§ **Consegna 1**:
Le seguenti affermazioni concordano con l'estratto su Ayutthaya riportato sotto? (a) Ayutthaya fu la capitale del regno dal 1350 al 1767. (b) Il nome Ayutthaya deriva dal pali. (c) La città sorge alla confluenza di due fiumi. Rispondi sì o no a ciascuna, citando alla lettera le parole dell'estratto che lo stabiliscono.

**** Estratto ****

La città di Ayutthaya, situata a circa 86 chilometri da Bangkok, fu la capitale del regno omonimo dal 1350 al 1767. per 417 anni questo dominio costituì la principale potenza nel bacino del fiume Chao Phraya. Al tempo del suo massimo splendore Ayutthaya contava più di un milione di abitanti ed era considerata una delle città più ricche e sfarzose di tutta l’Asia, al cui confronto, secondo le testimonianze degli ambasciatori stranieri del XVII secolo, Londra e Parigi non erano che piccoli villaggi.
La zona, attualmente diventata un parco archeologico, è entrata a far parte del Patrimonio Mondiale dell’UNESCO il 13 dicembre del 1991.
Il nome Ayutthaya deriva dal sanscrito “Ayodhya” (‘l’invincibile’), città natale del dio Rama, protagonista del poema epico indiano “Ramayana”. Sebbene esistesse un insediamento in quell’area già da prima del 1350, il ruolo primario di Ayutthaya nella storia thai fu definito quando un’epidemia di colera costrinse Phya U-Thong, principe di U-Thong (l’odierna Suphan Buri) a evacuare la popolazione verso una più salubre località. La scelta del nuovo insediamento cadde sul sito dell’attuale Ayutthaya, che presentava innumerevoli vantaggi dal punto di vista strategico e commerciale. La città sorge, infatti, su un’isola alla confluenza dei tre fiumi Lopburi, Pa Sak e Chao Phraya, una posizione eccellente per i trasporti e gli scambi. Inoltre le risaie nelle immediate vicinanze fornivano una primaria fonte di sostentamento per la popolazione, oltre a costituire, nella stagione delle piogge, una barriera che rendeva la città virtualmente inespugnabile. Nel 1350 Phya Uthong si insediò ufficialmente nella nuova capitale, dando così l’inizio al regno di Ayutthaya, destinato a vedere succedersi al trono 33 sovrani, prima della sua distruzione per mano dei Birmani.

**** Materiale ****

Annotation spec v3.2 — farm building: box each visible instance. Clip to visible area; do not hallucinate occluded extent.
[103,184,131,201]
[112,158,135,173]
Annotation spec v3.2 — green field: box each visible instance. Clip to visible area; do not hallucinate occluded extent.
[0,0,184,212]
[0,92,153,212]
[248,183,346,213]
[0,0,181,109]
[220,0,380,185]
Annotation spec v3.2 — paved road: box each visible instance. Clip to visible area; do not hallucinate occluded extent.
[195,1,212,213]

****

§ **Consegna 2**:
Ricopia parola per parola tutte le righe dell'elenco qui sopra.

§ **Soluzione 1**:
(a) Sì: "fu la capitale del regno omonimo dal 1350 al 1767".
(b) No: "Il nome Ayutthaya deriva dal sanscrito “Ayodhya”".
(c) No: "alla confluenza dei tre fiumi Lopburi, Pa Sak e Chao Phraya".

§ **Soluzione 2**:
Annotation spec v3.2 — farm building: box each visible instance. Clip to visible area; do not hallucinate occluded extent.
[103,184,131,201]
[112,158,135,173]
Annotation spec v3.2 — green field: box each visible instance. Clip to visible area; do not hallucinate occluded extent.
[0,0,184,212]
[0,92,153,212]
[248,183,346,213]
[0,0,181,109]
[220,0,380,185]
Annotation spec v3.2 — paved road: box each visible instance. Clip to visible area; do not hallucinate occluded extent.
[195,1,212,213]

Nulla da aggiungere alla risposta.